• TASK: Tally the lines in the material below that contain the string "purple", treating uppercase and lowercase as different. Give only the resulting number.
# # # #
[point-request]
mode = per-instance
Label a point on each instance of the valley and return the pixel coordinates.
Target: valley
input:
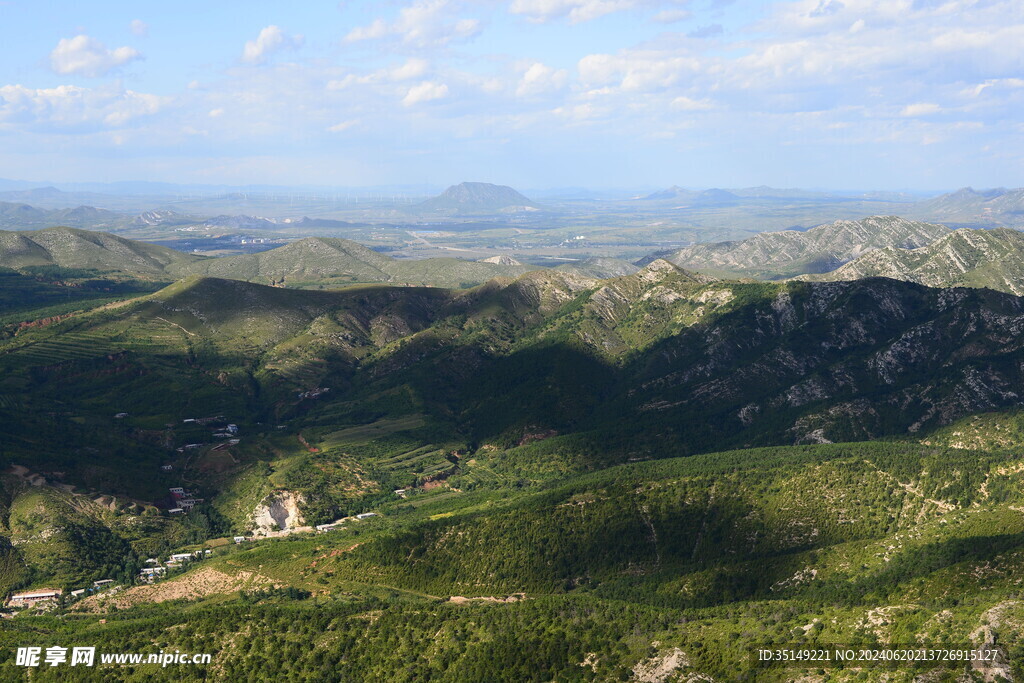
(645, 469)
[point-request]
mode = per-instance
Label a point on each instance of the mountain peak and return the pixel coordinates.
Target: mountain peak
(478, 198)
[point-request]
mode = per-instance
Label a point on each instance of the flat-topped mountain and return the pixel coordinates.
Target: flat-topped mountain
(472, 198)
(971, 207)
(818, 250)
(714, 196)
(964, 258)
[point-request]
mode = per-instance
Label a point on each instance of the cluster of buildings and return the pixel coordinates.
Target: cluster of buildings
(313, 393)
(182, 501)
(48, 597)
(340, 523)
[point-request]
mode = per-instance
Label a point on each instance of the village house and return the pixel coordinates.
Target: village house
(34, 597)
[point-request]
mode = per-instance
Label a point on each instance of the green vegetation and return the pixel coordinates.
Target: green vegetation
(571, 479)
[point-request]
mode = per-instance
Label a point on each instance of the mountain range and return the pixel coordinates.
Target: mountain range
(963, 258)
(787, 253)
(638, 477)
(477, 198)
(311, 260)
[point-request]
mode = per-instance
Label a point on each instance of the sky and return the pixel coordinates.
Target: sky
(843, 94)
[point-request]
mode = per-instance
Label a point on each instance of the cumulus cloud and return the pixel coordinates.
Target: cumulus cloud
(344, 125)
(424, 24)
(920, 109)
(425, 92)
(672, 15)
(69, 108)
(539, 79)
(574, 10)
(271, 39)
(684, 103)
(84, 55)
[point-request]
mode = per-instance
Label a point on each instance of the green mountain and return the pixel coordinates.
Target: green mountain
(329, 260)
(968, 207)
(477, 198)
(72, 248)
(964, 258)
(773, 255)
(571, 478)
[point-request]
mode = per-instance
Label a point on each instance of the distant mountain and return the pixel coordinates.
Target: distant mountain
(242, 222)
(72, 248)
(674, 193)
(19, 216)
(501, 259)
(968, 207)
(965, 258)
(475, 198)
(333, 260)
(818, 250)
(162, 217)
(51, 198)
(600, 267)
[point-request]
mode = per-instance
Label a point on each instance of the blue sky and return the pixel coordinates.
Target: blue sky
(920, 94)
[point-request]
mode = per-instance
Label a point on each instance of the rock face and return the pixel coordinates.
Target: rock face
(278, 512)
(965, 258)
(818, 250)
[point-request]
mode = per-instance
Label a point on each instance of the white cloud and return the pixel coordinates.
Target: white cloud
(576, 10)
(636, 72)
(412, 69)
(672, 15)
(425, 92)
(69, 108)
(684, 103)
(539, 79)
(920, 109)
(270, 39)
(997, 83)
(424, 24)
(84, 55)
(344, 125)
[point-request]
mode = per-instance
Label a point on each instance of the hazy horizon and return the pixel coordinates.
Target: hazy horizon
(918, 94)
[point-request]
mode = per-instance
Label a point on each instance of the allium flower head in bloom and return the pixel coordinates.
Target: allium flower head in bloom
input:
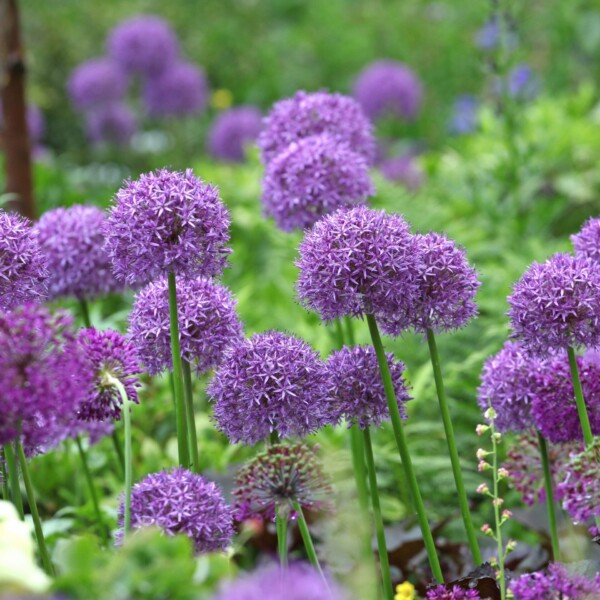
(271, 382)
(181, 89)
(179, 501)
(358, 261)
(71, 240)
(387, 87)
(232, 131)
(144, 44)
(278, 477)
(298, 581)
(587, 241)
(167, 221)
(208, 323)
(307, 114)
(23, 269)
(311, 178)
(43, 374)
(108, 354)
(556, 304)
(96, 83)
(357, 388)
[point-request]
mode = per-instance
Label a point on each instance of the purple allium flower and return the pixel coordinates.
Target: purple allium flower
(297, 581)
(311, 178)
(23, 271)
(108, 354)
(556, 304)
(232, 130)
(271, 382)
(180, 90)
(43, 374)
(357, 388)
(587, 241)
(96, 83)
(72, 240)
(388, 87)
(555, 584)
(307, 114)
(278, 477)
(208, 323)
(358, 261)
(446, 289)
(167, 221)
(179, 501)
(553, 404)
(113, 124)
(144, 44)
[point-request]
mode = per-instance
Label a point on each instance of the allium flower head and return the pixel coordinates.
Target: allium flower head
(179, 501)
(167, 221)
(180, 90)
(587, 241)
(208, 323)
(23, 269)
(43, 375)
(388, 87)
(311, 178)
(72, 240)
(556, 304)
(308, 114)
(357, 388)
(108, 354)
(297, 581)
(232, 131)
(96, 83)
(358, 261)
(144, 44)
(278, 477)
(271, 382)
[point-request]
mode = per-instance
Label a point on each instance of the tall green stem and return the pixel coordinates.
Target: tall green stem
(549, 497)
(384, 561)
(403, 449)
(182, 441)
(190, 415)
(35, 515)
(579, 401)
(452, 449)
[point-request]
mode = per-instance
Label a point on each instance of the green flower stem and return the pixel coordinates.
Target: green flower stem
(190, 416)
(579, 401)
(549, 497)
(403, 449)
(35, 515)
(182, 441)
(92, 488)
(13, 480)
(384, 561)
(452, 449)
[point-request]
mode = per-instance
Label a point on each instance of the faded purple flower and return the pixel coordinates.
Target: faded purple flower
(23, 270)
(232, 131)
(182, 89)
(388, 88)
(208, 323)
(307, 114)
(167, 221)
(556, 304)
(144, 44)
(358, 261)
(179, 501)
(72, 240)
(356, 386)
(311, 178)
(271, 382)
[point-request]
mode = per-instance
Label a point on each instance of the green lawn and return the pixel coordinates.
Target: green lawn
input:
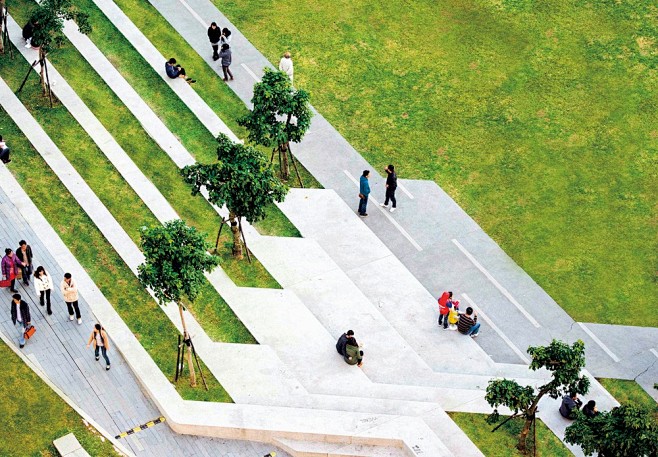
# # # #
• ANSWER TO THIS TASK: 4